Given problem:
Quote the material word for word, beginning with its first line and ending with the line that contains "[[[87,92],[87,66],[84,66],[84,92]]]". Include that line and nothing after it.

Data in this exercise:
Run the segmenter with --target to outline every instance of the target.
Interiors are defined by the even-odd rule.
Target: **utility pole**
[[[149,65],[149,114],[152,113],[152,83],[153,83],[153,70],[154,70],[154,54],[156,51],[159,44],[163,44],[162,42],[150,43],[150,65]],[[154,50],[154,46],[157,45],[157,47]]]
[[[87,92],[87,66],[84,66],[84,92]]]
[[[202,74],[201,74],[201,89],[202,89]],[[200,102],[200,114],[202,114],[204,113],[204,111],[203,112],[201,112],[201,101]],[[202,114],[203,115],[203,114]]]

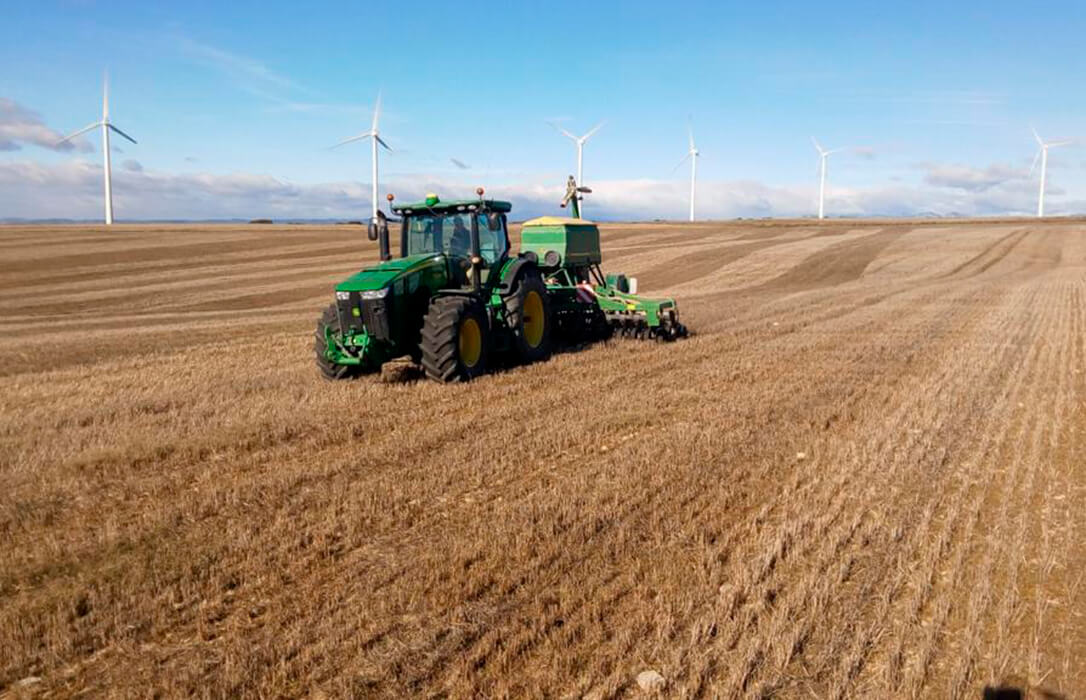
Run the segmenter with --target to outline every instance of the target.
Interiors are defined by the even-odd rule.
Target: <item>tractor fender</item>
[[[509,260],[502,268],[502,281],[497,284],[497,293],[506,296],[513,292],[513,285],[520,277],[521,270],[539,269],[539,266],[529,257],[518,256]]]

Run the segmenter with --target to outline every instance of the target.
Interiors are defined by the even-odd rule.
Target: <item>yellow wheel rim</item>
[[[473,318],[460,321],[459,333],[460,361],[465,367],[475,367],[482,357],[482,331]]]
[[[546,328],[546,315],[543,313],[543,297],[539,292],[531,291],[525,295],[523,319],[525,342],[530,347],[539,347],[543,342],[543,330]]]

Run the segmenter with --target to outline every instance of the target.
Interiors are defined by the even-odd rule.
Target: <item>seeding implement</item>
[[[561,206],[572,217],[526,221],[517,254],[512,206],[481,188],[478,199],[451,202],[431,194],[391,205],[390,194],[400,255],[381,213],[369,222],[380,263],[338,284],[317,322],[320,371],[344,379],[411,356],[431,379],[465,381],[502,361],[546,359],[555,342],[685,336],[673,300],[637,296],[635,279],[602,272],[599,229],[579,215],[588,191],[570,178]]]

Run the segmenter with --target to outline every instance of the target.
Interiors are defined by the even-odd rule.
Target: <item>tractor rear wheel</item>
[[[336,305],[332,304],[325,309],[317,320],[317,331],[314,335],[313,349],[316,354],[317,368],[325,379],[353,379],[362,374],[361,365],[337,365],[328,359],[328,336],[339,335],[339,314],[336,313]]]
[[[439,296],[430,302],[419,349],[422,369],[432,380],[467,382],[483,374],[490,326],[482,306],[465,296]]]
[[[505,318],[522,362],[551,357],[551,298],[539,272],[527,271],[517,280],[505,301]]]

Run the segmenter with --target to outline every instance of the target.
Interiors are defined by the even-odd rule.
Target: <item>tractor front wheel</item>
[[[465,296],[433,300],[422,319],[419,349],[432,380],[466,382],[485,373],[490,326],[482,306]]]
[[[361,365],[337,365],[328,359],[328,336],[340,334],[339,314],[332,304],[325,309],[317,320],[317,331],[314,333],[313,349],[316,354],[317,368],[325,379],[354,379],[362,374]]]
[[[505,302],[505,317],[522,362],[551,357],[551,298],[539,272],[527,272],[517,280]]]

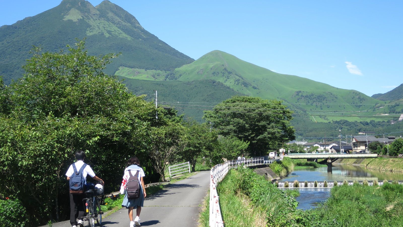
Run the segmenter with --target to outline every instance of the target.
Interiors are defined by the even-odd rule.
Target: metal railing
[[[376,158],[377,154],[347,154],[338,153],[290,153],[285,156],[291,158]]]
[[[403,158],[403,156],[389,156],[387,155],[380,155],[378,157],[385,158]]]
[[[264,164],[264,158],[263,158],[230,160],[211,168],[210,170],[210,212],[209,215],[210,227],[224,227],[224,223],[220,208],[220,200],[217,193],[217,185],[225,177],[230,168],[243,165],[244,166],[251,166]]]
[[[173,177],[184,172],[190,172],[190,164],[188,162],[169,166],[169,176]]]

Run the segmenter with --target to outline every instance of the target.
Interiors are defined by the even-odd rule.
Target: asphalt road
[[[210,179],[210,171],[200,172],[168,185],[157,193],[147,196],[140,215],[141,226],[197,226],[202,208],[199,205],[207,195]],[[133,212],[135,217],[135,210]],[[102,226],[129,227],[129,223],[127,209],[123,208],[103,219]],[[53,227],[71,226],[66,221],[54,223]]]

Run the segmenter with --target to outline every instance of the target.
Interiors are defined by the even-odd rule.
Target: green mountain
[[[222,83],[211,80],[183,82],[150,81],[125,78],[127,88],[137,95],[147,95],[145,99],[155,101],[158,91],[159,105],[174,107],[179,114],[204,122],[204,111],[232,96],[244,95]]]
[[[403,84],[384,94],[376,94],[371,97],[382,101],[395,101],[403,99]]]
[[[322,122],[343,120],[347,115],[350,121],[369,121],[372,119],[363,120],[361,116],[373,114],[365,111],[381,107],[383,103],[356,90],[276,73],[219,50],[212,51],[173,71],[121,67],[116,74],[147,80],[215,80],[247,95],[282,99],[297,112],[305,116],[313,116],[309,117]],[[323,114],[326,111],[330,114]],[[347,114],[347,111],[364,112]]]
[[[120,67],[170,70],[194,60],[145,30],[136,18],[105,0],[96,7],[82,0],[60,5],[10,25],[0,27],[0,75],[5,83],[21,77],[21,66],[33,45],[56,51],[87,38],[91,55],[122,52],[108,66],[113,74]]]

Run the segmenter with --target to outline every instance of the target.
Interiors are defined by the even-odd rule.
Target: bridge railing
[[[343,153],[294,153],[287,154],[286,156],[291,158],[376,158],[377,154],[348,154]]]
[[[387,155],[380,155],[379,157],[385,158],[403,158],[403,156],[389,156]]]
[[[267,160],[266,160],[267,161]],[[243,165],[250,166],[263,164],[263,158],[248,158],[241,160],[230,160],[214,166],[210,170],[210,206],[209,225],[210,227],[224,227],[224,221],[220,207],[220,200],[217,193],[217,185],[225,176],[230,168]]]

Exercise output:
Run the segmenter with --target to outline every instance of the target.
Interiors are defined by the even-odd rule.
Target: **utility pole**
[[[149,65],[149,114],[152,113],[152,83],[153,83],[153,70],[154,70],[154,54],[156,51],[159,44],[163,44],[162,42],[150,43],[150,65]],[[154,50],[154,46],[157,45],[157,47]]]
[[[87,92],[87,66],[84,66],[84,92]]]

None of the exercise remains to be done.